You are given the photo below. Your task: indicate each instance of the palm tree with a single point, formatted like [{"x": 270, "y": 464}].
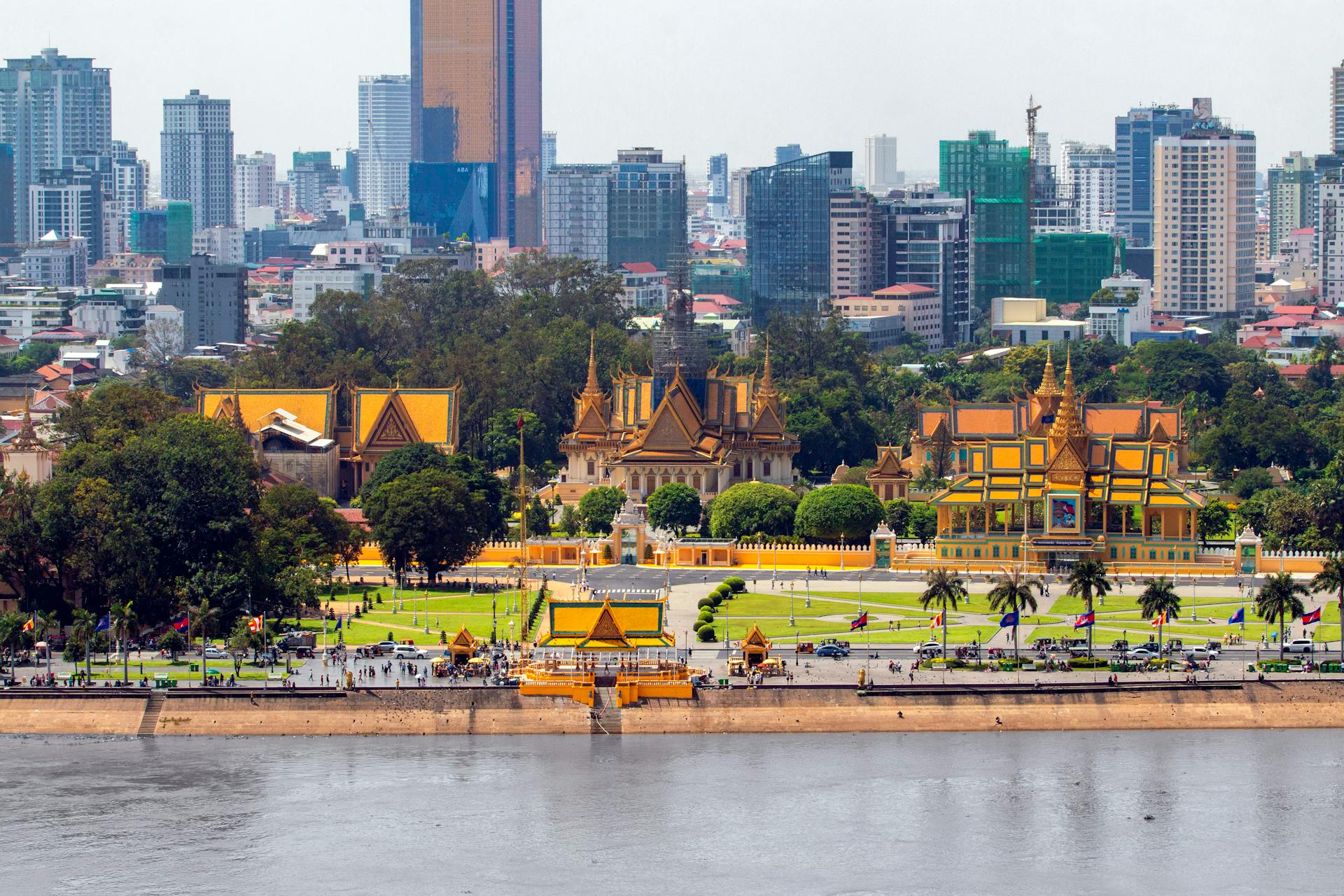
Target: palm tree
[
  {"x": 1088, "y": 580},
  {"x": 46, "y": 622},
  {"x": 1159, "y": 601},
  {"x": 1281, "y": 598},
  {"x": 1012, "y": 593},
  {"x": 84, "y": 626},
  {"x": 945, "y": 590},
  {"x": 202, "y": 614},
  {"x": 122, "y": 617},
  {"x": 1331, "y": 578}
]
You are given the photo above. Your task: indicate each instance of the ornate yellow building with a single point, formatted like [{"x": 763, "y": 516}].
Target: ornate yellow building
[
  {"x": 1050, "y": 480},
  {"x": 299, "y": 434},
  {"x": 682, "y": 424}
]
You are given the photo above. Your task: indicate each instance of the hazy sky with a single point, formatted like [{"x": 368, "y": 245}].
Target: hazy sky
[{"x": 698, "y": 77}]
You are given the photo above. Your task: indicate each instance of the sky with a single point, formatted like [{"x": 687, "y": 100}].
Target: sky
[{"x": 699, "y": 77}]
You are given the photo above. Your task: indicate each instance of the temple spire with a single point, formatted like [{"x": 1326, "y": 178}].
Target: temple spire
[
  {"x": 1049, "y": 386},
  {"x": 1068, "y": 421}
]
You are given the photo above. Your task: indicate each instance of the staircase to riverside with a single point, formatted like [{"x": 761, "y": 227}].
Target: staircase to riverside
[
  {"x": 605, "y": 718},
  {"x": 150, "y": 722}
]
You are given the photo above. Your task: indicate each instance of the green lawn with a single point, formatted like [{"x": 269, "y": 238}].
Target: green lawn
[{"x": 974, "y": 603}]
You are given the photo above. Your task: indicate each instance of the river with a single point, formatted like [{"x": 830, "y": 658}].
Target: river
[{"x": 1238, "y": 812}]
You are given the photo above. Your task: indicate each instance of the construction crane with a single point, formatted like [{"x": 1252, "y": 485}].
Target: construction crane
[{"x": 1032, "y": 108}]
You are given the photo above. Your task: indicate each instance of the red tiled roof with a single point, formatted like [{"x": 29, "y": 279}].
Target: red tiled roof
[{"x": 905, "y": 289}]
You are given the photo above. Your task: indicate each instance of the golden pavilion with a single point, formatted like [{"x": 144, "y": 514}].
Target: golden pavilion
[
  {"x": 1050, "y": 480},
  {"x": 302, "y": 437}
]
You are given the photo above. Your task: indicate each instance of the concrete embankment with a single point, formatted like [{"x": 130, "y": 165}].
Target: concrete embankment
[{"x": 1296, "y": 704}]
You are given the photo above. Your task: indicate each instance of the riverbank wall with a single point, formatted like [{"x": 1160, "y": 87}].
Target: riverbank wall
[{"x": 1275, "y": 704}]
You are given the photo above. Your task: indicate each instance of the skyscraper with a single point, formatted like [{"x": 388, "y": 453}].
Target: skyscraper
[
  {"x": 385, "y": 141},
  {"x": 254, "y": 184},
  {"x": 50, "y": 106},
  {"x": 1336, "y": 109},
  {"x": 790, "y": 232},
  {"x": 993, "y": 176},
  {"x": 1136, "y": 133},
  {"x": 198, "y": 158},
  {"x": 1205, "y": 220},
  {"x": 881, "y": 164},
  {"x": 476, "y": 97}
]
---+---
Copy the material above once more, from the line containing "of the golden" through the end, switching "skyscraper" to "high-rise" and leaving everything else unchanged.

You are given the photo above. Your task: indicate each instance of the golden pavilion with a single point, formatted like [{"x": 144, "y": 514}].
Target: golden pavilion
[
  {"x": 1050, "y": 480},
  {"x": 302, "y": 437}
]
You are given the photo above. Your task: indicate each instance of the concrete embankment with a single point, formatted like [{"x": 130, "y": 165}].
Target: concrete embankment
[{"x": 1296, "y": 704}]
You are given the photo above. Your task: indicate each instance of the riverbank wall with a single point, formatted like [{"x": 1160, "y": 87}].
Target: riverbank wall
[{"x": 1275, "y": 704}]
You are given the photo above. Your task: indicate each instance of the high-rise with a single point, formatted like [{"x": 388, "y": 453}].
Target: high-rise
[
  {"x": 385, "y": 141},
  {"x": 254, "y": 184},
  {"x": 50, "y": 106},
  {"x": 1336, "y": 109},
  {"x": 790, "y": 232},
  {"x": 993, "y": 176},
  {"x": 1136, "y": 133},
  {"x": 198, "y": 158},
  {"x": 1205, "y": 220},
  {"x": 881, "y": 164},
  {"x": 476, "y": 97}
]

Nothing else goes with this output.